- Bearbeite Folgendes:
1. Schreibe den Text über den antirömischen Affekt ab der Stelle mit „Gegen den „antirömischen“ bis einschließlich „sehr gut wußte).“ erneut ab. Ersetze darin „Protestanten“ durch „Lutheranern“.
2. Knüpfe an das Ende des Textes über den antirömischen Affekt an und führe ihn weiter.

- Vorliegender Text:

────

Gegen den „antirömischen Affekt“
Äußerst erfreulich und gegen den damaligen (und heutigen) Zeitgeist gerichtet ist die Synodalinstruktion 1856 über das „Erbe des antiken Roms“. Rom ist bekanntlich seit Jahrhunderten das Lieblingsfeindobjekt von Protestanten und getrennten östlichen Christen, seit einigen Jahrzehnten auch von irgendwie beeinträchtigten Katholiken, besonders von „progressiven“ Priestern, Theologen und Bischöfen. Neuerdings hat man den Eindruck, daß dieser Affekt auch beim „Bischof von Rom“ selbst existiert.
Bei der antirömischen Polemik wird völlig übersehen, daß die Trennung von Rom den vier östlichen Patriarchaten den politischen Untergang und die kirchliche Marginalisierung gebracht hat. Jede Aversion einer Teilkirche gegen die römische Führung vergrößerte den – illegitimen – Einfluß der jeweiligen weltlichen Macht (übrigens auch in Frankreich, was Pie sehr gut wußte).
Kardinal Pie stellt grundsätzlich fest:
„Das christliche Rom hat mit weit mehr Wahrheit als das antike Rom nur für den Frieden und das Glück der seiner Herrschaft unterstellten Völker regiert, und regiert so noch immer.“
Dann fährt er mit einer äußerst scharfsinnigen Analyse zur lateinischen Sprache fort:
„Indem [Roms] Sprache zum mächtigsten Mittel der Autorität wie der religiösen Einheit geworden ist, hat sie der Verwirrung und der Anarchie Babylons ein Ende bereitet. Und wenn diese Sprache die Sprache des Souveräns ist, so ist sie auch die Sprache der Freiheit: überall dort, wo sie nicht regiert, werden Sie Knechtschaft finden“ (250f).

────

- Vorliegende Datenzeilen:
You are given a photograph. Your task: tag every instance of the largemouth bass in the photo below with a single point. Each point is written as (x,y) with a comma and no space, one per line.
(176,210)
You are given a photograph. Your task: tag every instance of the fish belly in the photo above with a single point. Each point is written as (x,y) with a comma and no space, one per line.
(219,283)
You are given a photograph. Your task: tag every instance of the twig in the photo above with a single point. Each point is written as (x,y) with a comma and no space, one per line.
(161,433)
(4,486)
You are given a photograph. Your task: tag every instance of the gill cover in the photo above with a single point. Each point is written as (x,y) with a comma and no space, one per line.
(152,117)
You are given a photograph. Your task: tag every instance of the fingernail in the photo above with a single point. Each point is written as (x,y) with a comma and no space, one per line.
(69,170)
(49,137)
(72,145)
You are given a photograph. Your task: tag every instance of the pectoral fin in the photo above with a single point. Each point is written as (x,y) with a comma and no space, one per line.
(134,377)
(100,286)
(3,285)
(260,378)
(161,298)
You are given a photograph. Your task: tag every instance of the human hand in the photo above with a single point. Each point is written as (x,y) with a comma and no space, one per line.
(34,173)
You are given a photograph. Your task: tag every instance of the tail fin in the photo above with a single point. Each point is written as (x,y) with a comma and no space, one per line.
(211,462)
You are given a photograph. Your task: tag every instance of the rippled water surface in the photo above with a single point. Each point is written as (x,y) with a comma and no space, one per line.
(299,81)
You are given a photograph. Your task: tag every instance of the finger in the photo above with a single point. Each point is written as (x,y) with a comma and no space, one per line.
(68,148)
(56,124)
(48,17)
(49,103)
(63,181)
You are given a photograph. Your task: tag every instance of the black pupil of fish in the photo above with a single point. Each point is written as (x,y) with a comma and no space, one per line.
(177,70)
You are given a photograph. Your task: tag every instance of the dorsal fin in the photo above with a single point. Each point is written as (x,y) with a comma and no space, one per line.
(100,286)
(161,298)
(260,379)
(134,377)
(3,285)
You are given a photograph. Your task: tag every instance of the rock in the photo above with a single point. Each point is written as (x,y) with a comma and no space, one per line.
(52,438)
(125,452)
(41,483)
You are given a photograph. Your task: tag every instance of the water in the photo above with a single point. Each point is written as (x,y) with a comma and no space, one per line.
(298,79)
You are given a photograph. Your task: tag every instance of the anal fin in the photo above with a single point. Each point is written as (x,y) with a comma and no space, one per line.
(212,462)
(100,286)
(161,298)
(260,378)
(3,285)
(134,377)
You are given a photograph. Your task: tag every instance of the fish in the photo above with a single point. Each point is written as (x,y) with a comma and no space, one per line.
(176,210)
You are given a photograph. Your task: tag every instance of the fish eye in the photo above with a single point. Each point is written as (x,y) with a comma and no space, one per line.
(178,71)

────

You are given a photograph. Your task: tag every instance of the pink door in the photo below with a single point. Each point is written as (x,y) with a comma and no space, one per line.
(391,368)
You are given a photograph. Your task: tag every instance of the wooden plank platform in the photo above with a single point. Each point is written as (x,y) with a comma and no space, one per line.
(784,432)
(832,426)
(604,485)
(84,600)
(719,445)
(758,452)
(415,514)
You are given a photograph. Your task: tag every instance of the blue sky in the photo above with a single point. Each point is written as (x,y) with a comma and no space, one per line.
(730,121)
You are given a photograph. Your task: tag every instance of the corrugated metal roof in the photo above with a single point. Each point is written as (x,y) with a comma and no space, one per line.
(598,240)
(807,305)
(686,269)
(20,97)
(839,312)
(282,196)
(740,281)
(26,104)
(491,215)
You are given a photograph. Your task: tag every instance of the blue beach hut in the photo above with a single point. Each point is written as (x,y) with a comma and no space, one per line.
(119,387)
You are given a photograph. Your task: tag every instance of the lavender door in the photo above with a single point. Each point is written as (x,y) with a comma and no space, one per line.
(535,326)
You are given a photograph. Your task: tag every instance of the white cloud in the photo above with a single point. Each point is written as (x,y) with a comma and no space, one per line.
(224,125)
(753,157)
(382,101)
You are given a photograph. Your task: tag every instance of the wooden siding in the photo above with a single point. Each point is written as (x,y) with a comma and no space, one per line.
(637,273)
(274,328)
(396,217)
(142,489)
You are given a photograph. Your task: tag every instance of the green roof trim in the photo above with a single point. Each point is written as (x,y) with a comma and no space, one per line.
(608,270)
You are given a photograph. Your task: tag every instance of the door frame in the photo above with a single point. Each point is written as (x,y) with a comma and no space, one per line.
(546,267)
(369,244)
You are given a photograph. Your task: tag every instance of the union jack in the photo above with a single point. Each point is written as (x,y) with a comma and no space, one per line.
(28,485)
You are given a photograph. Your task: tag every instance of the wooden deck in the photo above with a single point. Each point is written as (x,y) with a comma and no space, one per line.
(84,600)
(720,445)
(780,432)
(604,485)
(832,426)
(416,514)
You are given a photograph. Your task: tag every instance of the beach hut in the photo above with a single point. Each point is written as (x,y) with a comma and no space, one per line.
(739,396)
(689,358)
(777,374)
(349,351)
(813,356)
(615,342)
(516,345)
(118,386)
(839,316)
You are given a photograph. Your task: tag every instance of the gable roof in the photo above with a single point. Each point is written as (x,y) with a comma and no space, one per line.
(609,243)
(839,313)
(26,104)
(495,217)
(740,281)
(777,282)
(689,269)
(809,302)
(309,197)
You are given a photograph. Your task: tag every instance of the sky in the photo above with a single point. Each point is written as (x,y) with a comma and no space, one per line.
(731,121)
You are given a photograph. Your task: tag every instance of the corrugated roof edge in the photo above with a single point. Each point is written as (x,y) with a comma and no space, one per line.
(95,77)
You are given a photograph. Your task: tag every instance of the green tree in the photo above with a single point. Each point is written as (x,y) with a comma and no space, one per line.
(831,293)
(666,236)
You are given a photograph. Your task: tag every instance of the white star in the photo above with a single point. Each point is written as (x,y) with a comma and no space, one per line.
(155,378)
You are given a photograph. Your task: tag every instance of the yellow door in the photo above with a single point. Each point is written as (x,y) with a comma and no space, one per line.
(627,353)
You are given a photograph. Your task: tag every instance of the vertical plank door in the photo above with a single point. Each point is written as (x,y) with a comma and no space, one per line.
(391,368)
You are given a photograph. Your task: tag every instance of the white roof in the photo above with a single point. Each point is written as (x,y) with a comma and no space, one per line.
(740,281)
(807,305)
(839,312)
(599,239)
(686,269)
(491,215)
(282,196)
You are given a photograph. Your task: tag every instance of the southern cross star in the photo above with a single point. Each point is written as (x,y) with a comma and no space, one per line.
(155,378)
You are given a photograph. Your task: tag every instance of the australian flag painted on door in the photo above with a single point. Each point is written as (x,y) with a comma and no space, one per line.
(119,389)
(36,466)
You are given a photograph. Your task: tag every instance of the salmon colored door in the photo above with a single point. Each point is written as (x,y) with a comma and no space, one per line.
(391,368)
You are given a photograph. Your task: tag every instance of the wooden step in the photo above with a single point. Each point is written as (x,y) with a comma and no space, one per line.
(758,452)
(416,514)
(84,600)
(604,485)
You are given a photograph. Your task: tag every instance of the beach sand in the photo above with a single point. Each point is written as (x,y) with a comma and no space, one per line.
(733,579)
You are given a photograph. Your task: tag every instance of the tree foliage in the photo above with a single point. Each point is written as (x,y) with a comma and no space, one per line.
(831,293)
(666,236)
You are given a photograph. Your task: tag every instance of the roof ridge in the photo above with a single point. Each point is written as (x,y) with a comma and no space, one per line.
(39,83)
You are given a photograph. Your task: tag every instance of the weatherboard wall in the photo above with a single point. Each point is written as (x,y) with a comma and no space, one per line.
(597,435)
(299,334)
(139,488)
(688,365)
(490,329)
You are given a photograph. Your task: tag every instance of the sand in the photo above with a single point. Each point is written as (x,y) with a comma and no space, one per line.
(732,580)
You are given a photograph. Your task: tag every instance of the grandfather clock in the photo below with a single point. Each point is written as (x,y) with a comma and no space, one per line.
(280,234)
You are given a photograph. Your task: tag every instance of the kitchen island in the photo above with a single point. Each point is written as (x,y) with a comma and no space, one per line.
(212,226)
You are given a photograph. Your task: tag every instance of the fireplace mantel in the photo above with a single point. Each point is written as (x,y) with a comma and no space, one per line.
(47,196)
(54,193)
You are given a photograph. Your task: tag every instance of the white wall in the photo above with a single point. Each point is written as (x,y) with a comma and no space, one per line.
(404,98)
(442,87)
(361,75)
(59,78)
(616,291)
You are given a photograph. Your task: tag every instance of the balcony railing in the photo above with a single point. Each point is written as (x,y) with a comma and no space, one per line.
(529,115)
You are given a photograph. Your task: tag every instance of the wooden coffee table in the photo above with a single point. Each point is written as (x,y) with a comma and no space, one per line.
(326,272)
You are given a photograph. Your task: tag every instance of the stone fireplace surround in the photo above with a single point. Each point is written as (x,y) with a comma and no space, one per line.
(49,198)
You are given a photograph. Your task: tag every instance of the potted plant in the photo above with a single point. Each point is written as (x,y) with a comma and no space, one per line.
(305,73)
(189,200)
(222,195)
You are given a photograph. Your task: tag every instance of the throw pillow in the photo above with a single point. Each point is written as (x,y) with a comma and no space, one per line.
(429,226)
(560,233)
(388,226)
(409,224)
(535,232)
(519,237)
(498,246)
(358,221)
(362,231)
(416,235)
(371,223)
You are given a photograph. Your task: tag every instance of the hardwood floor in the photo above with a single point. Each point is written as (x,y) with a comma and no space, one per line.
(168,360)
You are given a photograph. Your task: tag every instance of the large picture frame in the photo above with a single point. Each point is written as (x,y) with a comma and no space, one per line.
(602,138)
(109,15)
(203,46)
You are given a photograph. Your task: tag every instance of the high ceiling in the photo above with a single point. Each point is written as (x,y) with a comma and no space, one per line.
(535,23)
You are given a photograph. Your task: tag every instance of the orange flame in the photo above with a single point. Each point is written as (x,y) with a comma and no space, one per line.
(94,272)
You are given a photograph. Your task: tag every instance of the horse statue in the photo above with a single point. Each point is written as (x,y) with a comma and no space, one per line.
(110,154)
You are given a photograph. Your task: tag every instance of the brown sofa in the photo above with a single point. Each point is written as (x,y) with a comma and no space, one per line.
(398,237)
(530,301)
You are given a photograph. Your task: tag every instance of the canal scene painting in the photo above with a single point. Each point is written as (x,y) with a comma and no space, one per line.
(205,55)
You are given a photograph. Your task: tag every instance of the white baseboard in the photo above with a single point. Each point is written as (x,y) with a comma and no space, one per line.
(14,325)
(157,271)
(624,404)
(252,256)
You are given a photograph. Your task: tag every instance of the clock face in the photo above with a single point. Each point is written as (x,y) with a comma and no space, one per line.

────

- Schriftliche Antworten:
1.
Gegen den „antirömischen Affekt“
Äußerst erfreulich und gegen den damaligen (und heutigen) Zeitgeist gerichtet ist die Synodalinstruktion 1856 über das „Erbe des antiken Roms“. Rom ist bekanntlich seit Jahrhunderten das Lieblingsfeindobjekt von Lutheranern und getrennten östlichen Christen, seit einigen Jahrzehnten auch von irgendwie beeinträchtigten Katholiken, besonders von „progressiven“ Priestern, Theologen und Bischöfen. Neuerdings hat man den Eindruck, daß dieser Affekt auch beim „Bischof von Rom“ selbst existiert.
Bei der antirömischen Polemik wird völlig übersehen, daß die Trennung von Rom den vier östlichen Patriarchaten den politischen Untergang und die kirchliche Marginalisierung gebracht hat. Jede Aversion einer Teilkirche gegen die römische Führung vergrößerte den – illegitimen – Einfluß der jeweiligen weltlichen Macht (übrigens auch in Frankreich, was Pie sehr gut wußte).

2.
Von daher muß man die faktische Abschaffung des Lateinischen in der – immer noch so genannten – Lateinischen Kirche als Monstrosität und Verbrechen begreifen.
Pie als Prophet politischer Entwicklungen
Pie kritisierte in einem Brief an den in Brasilien inhaftierten Bischof von Para 1874 den liberalen Katholizismus und verurteilte ein Schlagwort, das – in einer ähnlichen Formulierung – seit dem „Mariazeller Manifest“ 1952 in Österreich den Weg ins Desaster weisen sollte („freie Kirche in einer freien Gesellschaft“):
„Freie Kirche im freien Staat, so wie es diese Sektierer verstehen, bedeutet eine stumme Kirche gegenüber einem Staat, der frei ist, das natürliche Gesetz und das christliche Gesetz zu verletzen, ohne daß ihm irgendein Einwand gemacht werden könnte. Und wenn das Priestertum seine Stummheit aufgibt, obwohl es im Bereich der moralischen und geistlichen Ordnung handelt, ohne irgendein Mittel äußeren Zwanges, wird es selbst angeklagt und überführt, einen Anschlag auf die Gesetze und öffentlichen Freiheiten auszuüben“ (301).
Hier sind wir jetzt angekommen.
Eine überraschende und aufklärungsbedürftige Lücke
Was den geschichtsbewußten Leser frappiert, ist eine überraschende Lücke im Werk Kardinal Pies. Er geht nämlich nirgends auf die Marienerscheinungen seiner Zeit ein. Das verwundert sehr. Kein Wort zur Rue du Bac (1830), zur apokalyptischen Botschaft von La Salette (1846) und auch nicht zu Lourdes (1858), das doch beim Tod des Kardinals zum Massenphänomen geworden war!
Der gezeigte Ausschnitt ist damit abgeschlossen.